Task to carry out => Can you echo the rows back word for word, starting with the first line and going on through the line with "452], [18, 421]]", including that line?

Entries =>
-.-.-

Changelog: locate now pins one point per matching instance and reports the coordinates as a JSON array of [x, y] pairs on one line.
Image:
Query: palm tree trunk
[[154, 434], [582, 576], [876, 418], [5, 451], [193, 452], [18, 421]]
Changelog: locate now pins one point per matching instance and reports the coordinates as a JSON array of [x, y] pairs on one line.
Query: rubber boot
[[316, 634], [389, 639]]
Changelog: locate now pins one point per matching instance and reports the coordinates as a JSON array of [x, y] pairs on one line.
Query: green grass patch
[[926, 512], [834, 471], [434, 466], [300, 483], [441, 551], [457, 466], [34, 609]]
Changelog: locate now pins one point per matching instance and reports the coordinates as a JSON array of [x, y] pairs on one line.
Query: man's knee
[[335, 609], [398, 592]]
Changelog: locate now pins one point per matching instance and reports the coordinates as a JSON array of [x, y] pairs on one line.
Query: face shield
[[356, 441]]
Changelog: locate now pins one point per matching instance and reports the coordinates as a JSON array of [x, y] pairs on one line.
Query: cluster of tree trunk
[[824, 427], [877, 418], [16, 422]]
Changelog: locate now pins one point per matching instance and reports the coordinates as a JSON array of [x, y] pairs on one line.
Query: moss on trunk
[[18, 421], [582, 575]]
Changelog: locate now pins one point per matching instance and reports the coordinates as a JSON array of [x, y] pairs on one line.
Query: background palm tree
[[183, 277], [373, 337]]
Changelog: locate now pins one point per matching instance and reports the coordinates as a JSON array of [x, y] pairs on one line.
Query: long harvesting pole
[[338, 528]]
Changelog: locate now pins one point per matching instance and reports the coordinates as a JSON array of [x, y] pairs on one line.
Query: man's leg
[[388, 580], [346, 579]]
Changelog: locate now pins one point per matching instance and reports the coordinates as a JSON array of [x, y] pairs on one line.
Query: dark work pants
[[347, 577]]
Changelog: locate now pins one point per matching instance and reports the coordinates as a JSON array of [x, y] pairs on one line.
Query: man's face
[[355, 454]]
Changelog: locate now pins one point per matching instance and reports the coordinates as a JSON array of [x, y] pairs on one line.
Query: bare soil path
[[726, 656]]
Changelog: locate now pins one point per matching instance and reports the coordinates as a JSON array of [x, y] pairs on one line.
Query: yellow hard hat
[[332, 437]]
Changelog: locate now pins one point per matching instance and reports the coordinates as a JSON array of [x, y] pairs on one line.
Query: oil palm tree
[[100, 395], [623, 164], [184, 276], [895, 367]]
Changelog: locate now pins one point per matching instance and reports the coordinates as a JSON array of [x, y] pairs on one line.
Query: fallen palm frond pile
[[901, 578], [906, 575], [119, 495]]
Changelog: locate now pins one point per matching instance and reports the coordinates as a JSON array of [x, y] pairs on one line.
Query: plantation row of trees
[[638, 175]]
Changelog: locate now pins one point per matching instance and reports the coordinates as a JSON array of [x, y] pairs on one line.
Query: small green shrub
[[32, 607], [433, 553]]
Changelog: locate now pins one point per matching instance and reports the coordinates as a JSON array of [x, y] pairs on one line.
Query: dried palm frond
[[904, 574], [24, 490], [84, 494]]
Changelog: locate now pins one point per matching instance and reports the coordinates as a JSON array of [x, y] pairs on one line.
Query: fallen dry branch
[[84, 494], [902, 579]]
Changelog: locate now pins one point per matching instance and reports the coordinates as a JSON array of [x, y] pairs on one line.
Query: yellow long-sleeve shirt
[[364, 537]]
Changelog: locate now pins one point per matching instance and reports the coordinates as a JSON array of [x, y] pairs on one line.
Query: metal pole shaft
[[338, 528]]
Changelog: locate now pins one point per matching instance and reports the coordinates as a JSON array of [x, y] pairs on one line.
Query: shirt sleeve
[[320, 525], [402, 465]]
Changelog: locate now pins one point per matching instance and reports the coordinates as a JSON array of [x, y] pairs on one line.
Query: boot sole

-.-.-

Exercise result =>
Changelog: locate now pins one point per matching instance and reports the coordinates as a JSON array of [x, y] pairs on one line.
Image:
Query: palm tree trunk
[[154, 434], [582, 576], [876, 418], [5, 451], [193, 452], [18, 421]]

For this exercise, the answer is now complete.